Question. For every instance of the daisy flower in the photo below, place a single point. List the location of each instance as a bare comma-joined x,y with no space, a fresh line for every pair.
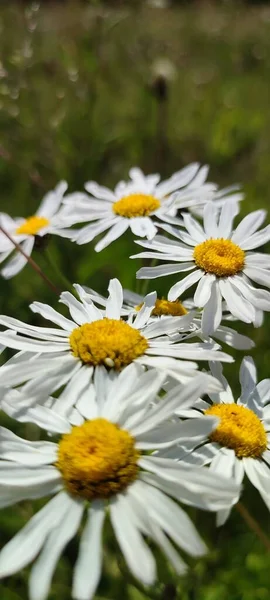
140,204
25,231
68,355
221,262
193,328
104,467
240,445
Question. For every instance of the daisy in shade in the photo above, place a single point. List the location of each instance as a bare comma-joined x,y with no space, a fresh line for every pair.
104,468
164,308
68,355
191,327
221,262
25,231
240,445
139,204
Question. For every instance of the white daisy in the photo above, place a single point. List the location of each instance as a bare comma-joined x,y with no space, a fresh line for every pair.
220,260
193,328
102,467
240,445
25,231
68,355
140,204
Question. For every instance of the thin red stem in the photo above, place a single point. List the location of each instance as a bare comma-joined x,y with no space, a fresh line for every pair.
31,262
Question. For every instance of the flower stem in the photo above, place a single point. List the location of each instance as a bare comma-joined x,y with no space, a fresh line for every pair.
130,580
253,525
58,273
31,262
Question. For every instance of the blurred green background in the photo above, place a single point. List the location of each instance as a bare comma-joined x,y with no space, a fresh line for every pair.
79,100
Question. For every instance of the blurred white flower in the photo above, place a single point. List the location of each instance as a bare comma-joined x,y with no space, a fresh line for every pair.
23,231
140,204
219,260
67,356
241,443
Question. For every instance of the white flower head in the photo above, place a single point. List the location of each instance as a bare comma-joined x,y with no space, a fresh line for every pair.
240,445
68,355
192,328
102,467
140,204
24,231
221,261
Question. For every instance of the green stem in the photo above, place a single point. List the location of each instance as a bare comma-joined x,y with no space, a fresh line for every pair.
130,580
32,263
253,525
58,273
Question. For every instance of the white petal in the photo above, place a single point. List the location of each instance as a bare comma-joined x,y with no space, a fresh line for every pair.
248,226
138,556
43,569
228,212
257,239
237,304
212,312
115,232
115,300
173,520
23,548
261,276
88,566
143,227
163,270
203,291
248,377
181,286
49,313
210,220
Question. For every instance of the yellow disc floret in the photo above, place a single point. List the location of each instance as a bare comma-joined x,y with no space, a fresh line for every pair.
167,308
239,429
136,205
97,459
107,342
220,257
32,225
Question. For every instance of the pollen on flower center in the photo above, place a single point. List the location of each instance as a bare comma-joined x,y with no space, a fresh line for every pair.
220,257
32,225
97,459
165,307
107,341
136,205
239,429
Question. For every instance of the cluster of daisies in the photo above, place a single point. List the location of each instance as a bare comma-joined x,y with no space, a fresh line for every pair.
134,425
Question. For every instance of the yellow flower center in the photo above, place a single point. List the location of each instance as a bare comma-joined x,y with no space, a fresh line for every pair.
221,257
97,459
136,205
165,307
239,429
32,225
107,341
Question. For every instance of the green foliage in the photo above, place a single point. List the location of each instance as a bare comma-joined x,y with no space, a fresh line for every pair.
79,101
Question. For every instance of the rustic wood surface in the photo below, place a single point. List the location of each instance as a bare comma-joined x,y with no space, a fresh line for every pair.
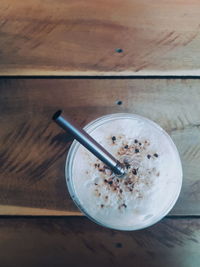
130,37
33,149
79,242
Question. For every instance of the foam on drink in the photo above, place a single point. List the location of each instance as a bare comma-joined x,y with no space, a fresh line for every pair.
152,180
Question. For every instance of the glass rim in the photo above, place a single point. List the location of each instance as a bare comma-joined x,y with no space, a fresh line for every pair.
90,127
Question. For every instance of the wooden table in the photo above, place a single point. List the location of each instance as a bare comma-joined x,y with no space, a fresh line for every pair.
93,58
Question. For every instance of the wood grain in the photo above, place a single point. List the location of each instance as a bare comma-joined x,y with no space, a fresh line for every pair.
85,37
33,149
74,241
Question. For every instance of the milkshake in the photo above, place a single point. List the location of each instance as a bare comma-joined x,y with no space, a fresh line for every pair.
153,176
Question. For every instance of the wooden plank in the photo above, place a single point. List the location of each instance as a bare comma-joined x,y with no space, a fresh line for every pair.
33,149
85,37
74,241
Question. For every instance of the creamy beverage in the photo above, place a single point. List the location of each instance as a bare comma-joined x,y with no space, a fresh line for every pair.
153,177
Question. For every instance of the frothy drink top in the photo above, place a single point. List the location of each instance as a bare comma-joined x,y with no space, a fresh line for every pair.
153,174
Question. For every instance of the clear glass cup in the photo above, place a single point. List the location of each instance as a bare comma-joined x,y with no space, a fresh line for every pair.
170,198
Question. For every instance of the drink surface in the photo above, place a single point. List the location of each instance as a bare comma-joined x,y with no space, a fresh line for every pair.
153,173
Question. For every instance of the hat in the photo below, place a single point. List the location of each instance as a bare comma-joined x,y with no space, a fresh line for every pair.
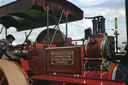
10,36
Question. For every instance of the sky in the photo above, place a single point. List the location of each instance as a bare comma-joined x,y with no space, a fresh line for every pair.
107,8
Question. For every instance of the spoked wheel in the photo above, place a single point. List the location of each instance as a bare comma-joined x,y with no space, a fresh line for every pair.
12,74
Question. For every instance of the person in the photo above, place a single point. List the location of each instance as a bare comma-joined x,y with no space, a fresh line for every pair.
4,44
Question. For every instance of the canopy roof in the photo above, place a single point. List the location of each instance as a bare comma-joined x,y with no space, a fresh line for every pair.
30,14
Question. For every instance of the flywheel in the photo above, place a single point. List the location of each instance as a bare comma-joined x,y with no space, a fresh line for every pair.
11,73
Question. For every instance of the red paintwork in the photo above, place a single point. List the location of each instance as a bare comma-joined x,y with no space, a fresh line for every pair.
111,71
24,64
73,67
77,80
96,49
96,75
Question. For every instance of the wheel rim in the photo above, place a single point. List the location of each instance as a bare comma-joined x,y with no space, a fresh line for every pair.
3,80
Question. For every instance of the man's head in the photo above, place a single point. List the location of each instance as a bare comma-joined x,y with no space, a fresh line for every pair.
10,38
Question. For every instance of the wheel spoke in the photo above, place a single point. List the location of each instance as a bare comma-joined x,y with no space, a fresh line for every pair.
2,79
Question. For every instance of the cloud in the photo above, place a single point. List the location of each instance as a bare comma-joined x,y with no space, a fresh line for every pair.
4,2
109,13
88,2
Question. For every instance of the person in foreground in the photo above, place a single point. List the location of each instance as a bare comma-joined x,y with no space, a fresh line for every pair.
4,44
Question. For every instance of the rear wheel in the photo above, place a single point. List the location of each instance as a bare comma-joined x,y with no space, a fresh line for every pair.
12,74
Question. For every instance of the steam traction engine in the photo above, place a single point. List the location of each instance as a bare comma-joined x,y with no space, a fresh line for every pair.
53,59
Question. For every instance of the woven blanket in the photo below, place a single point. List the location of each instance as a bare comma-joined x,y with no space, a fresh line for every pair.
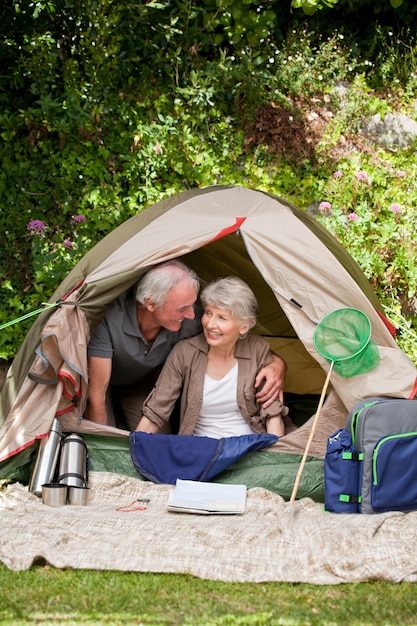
273,541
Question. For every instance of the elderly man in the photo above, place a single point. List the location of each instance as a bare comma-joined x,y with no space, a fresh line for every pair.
138,332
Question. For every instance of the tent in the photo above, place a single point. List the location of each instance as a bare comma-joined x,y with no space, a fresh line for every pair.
299,273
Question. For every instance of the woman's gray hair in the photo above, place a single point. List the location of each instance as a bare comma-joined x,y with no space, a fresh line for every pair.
234,295
158,281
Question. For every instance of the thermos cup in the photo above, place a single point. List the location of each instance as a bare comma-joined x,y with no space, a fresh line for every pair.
46,460
73,466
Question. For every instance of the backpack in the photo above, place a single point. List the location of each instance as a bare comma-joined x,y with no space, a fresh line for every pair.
382,431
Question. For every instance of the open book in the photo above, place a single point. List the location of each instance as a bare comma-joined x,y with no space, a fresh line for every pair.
191,496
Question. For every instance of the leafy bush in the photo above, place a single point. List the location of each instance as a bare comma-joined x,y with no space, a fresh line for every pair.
108,107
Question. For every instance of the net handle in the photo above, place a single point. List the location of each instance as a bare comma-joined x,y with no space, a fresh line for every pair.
310,439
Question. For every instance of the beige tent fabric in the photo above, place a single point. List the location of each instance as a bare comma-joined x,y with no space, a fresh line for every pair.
289,257
272,541
58,373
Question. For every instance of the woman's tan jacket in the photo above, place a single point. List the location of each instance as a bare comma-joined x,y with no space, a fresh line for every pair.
183,376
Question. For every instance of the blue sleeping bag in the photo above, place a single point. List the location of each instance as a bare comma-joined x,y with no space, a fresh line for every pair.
164,458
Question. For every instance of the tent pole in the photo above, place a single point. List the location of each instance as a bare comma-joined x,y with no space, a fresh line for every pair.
310,439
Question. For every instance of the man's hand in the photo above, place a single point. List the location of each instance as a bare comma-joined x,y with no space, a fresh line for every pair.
270,382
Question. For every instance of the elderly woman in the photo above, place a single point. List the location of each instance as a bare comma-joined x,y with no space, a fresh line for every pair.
214,372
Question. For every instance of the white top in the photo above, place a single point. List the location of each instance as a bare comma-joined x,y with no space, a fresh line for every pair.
220,415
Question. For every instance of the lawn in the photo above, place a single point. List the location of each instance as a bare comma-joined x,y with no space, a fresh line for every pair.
44,595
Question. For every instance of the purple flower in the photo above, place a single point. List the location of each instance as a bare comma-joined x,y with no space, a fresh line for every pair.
78,219
362,177
325,206
395,208
35,226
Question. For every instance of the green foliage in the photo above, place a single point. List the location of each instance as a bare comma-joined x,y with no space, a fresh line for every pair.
46,595
108,107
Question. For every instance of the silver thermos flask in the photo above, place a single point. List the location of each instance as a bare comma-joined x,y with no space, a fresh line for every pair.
73,465
46,460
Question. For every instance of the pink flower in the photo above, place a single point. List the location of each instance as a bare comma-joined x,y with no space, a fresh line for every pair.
395,208
35,226
325,206
78,219
362,177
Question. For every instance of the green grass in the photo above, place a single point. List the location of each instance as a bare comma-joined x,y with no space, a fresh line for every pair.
43,595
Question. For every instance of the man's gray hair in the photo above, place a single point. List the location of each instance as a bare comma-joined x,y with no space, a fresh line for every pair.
158,281
234,295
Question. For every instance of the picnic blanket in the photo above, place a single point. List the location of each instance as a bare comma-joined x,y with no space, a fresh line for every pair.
273,541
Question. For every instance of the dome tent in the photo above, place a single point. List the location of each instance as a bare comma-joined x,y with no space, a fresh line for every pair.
299,274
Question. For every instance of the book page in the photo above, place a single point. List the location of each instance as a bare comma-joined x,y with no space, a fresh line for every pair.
207,498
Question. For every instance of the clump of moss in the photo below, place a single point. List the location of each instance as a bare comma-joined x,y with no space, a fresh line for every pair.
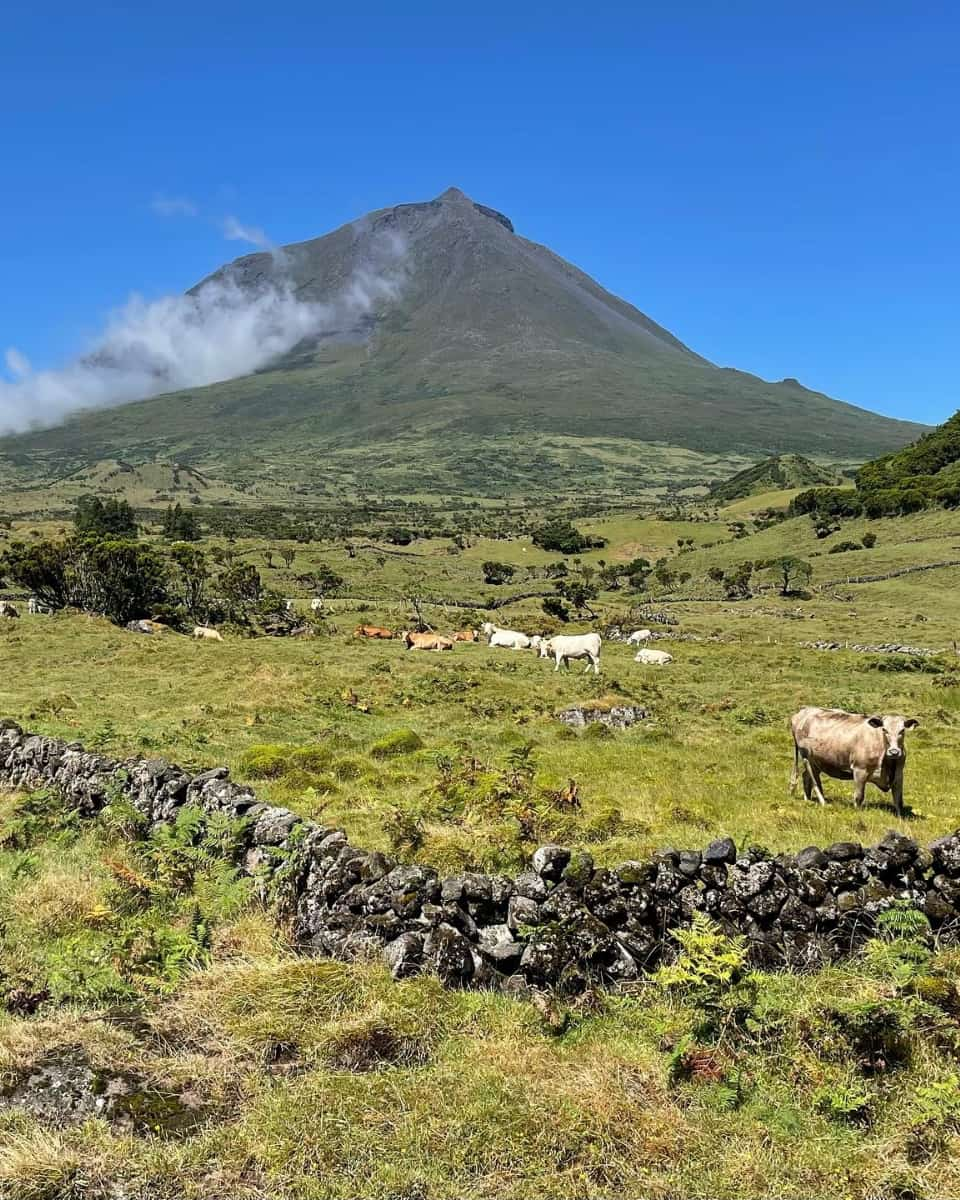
396,743
274,761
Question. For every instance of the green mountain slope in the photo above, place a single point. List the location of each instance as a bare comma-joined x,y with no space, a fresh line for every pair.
773,474
484,365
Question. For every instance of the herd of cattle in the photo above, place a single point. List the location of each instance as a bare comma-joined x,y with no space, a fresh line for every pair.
826,741
562,648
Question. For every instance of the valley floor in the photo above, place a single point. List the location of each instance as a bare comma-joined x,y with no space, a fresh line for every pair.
315,1079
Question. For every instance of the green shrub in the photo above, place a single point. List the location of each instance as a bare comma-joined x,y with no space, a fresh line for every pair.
846,1104
274,761
396,743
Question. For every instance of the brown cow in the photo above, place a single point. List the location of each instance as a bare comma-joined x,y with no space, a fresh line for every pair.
426,642
849,745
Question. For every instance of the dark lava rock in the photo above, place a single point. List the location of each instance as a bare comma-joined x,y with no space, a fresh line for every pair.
531,886
748,881
811,858
724,850
522,911
271,826
550,861
579,870
844,851
946,852
405,955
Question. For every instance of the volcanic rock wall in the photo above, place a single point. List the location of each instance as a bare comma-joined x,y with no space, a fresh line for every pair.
558,924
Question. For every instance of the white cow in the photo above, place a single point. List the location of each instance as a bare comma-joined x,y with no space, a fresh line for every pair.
509,639
204,631
577,646
653,658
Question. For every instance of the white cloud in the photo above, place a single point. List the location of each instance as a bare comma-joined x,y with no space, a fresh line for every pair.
189,341
17,364
235,232
173,207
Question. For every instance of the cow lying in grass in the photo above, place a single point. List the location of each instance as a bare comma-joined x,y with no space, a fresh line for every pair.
203,633
426,642
576,646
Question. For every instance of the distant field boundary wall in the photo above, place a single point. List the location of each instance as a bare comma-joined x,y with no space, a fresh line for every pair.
559,924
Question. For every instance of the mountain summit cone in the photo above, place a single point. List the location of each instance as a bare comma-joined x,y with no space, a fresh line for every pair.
461,357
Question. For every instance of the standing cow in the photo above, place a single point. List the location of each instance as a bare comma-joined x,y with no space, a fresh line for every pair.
426,642
579,646
849,745
653,658
204,633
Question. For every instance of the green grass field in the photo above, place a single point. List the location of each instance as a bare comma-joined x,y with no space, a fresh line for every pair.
744,1090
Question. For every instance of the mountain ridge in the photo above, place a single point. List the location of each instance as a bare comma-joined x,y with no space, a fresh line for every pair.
444,323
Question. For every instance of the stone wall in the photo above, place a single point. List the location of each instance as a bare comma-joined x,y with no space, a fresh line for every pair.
558,924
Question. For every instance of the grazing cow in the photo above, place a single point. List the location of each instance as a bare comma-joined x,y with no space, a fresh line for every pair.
653,658
577,646
850,745
204,631
426,642
372,631
509,639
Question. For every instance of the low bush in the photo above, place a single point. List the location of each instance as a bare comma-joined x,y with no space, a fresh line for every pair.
396,743
275,761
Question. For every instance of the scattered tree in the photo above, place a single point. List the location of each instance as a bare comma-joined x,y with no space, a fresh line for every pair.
191,575
792,573
180,525
105,519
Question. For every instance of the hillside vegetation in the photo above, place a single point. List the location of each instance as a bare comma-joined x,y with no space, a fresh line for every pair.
780,472
268,1075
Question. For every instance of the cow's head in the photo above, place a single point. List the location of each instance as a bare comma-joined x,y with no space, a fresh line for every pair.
894,727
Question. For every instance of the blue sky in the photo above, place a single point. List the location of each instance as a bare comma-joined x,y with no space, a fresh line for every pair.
777,184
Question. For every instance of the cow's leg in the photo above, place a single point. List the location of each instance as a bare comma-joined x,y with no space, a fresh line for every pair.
817,785
897,789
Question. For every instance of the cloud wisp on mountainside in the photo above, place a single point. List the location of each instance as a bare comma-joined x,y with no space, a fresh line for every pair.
221,331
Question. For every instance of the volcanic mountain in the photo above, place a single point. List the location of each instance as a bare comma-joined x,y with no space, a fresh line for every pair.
457,355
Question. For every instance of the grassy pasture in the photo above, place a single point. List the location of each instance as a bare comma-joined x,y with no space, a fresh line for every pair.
403,1091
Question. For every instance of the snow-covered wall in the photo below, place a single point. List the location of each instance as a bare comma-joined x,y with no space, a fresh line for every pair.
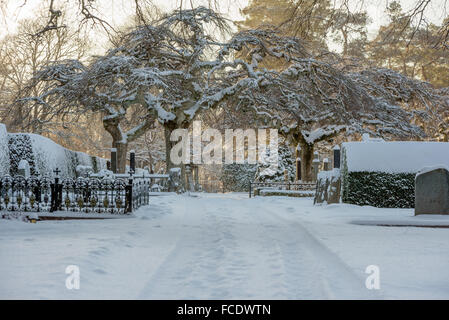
394,157
43,155
4,151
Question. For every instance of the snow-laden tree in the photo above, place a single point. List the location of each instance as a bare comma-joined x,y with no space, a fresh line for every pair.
313,101
205,70
173,69
113,84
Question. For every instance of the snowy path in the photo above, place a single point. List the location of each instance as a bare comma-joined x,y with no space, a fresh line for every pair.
220,247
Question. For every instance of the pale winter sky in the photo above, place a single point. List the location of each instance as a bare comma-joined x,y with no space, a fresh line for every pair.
117,11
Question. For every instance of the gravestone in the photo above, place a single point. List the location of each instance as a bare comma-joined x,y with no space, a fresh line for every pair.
23,169
315,168
336,156
174,180
326,164
132,160
114,160
328,187
432,191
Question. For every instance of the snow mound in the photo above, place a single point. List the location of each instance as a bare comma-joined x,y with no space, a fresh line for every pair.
395,156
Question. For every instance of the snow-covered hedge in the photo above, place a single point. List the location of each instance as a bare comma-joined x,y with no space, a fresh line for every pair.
382,174
44,156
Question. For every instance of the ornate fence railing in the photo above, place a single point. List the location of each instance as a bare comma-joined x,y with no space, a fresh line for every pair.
297,186
115,195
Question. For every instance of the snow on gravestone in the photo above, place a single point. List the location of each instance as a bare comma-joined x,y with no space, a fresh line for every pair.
432,191
23,168
4,151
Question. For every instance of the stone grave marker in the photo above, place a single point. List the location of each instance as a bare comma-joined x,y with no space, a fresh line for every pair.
432,191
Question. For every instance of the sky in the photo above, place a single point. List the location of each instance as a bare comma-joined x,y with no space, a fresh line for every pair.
117,11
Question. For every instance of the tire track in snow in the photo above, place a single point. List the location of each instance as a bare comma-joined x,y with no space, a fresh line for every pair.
240,250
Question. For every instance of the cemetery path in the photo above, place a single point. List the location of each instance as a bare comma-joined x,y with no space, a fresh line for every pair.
225,246
228,250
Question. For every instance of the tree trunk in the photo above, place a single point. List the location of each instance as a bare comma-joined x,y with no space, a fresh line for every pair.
122,149
113,127
168,129
306,161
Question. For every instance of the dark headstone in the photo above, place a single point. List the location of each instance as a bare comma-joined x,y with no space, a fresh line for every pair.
432,192
336,157
114,160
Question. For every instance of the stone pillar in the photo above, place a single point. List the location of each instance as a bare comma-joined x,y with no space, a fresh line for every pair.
315,169
114,160
326,164
336,156
132,161
298,163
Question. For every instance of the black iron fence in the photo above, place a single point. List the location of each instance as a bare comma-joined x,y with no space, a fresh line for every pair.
115,195
296,186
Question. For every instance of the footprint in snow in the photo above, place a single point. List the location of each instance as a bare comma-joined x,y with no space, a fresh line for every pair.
100,271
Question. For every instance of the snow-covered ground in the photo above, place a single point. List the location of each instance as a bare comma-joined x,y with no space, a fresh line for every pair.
216,246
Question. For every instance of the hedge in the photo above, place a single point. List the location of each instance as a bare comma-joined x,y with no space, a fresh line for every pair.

Requirement »
In the records above, locate the line that contains "Question. For every instance of the footprint". Repeat it and every line after it, exactly, and nothing else.

Exercise output »
Question. For every instance of the footprint in snow in the photo above, place a single point. List the location of each instance as a bare comma-joined x,y with no space, a fresh line for every pair.
100,271
Question. For every instance of the snow-covered ground in the photo above, place a single point. List the location of each instance as a bare comma-joined x,y with no space, a fresh line for every pair.
216,246
Question. For every instance of the hedge in the photo above, place a single point. List the location of each instance as a bare comma-joined x,y with no space, a fresh line for every pair.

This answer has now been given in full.